Directions:
Write out each line of the entries below that holds the word "stone".

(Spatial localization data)
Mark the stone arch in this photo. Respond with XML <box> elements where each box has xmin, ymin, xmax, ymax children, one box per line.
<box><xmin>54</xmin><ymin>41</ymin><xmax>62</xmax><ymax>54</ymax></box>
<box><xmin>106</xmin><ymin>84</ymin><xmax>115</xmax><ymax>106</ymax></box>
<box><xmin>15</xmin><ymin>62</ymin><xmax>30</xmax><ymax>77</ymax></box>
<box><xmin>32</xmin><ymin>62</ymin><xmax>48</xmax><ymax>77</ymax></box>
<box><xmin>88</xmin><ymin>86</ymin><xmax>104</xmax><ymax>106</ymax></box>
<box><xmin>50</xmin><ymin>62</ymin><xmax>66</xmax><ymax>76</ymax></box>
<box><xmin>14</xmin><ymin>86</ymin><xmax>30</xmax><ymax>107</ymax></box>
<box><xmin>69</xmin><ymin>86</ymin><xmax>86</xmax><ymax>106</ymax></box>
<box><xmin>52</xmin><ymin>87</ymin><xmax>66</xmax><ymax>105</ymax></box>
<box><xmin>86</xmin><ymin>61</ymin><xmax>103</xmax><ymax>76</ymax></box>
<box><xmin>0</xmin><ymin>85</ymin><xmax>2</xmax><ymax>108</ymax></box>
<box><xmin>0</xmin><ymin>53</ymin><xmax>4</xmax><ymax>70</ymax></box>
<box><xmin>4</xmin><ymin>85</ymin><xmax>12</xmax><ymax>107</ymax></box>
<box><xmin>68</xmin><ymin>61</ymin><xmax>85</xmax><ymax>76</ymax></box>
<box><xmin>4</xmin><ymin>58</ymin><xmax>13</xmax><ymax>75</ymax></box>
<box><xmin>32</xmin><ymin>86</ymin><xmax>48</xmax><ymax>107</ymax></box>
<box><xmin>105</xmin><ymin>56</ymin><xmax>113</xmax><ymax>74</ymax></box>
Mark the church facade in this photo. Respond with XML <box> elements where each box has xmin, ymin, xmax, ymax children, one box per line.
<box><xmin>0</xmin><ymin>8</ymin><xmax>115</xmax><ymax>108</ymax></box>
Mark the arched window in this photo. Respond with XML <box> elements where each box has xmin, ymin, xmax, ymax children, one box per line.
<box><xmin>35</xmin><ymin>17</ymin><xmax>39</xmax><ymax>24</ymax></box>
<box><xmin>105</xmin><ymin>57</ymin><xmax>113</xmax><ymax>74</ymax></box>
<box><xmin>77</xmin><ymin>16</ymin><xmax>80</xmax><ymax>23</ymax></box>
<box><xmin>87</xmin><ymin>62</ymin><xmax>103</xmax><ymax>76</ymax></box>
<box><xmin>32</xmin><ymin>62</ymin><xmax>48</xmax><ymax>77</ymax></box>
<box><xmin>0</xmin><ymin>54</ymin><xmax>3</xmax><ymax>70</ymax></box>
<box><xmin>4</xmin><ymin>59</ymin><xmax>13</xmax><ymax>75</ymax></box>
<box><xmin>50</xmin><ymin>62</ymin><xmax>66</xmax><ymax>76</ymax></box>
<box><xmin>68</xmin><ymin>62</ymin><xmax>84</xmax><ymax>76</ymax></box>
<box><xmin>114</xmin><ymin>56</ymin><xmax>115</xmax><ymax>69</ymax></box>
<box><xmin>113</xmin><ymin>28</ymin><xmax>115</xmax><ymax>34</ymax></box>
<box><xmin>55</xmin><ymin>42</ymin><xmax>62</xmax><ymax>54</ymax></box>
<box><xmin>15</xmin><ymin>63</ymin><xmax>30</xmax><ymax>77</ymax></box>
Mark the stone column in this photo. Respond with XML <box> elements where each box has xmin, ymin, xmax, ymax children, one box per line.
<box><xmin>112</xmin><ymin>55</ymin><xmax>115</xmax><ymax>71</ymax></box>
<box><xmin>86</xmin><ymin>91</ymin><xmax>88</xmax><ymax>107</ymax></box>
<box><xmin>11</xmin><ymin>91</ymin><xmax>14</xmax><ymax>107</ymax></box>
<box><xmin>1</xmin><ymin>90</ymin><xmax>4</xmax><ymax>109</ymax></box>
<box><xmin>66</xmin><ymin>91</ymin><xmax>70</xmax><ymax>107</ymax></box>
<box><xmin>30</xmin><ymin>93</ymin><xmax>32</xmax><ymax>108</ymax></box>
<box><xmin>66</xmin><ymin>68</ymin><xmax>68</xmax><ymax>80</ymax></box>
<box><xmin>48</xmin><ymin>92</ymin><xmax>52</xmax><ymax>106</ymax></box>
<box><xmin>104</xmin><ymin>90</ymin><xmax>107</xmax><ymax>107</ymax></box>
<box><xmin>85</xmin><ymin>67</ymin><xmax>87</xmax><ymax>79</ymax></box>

Result of this task:
Mark the stone arch in this photo. Respond with XML <box> elements where each box has xmin, ymin, xmax, ymax children, one box per line.
Mark the stone column in this photo. Respond with XML <box> elements where each box has xmin, ymin, xmax, ymax children, one box per line.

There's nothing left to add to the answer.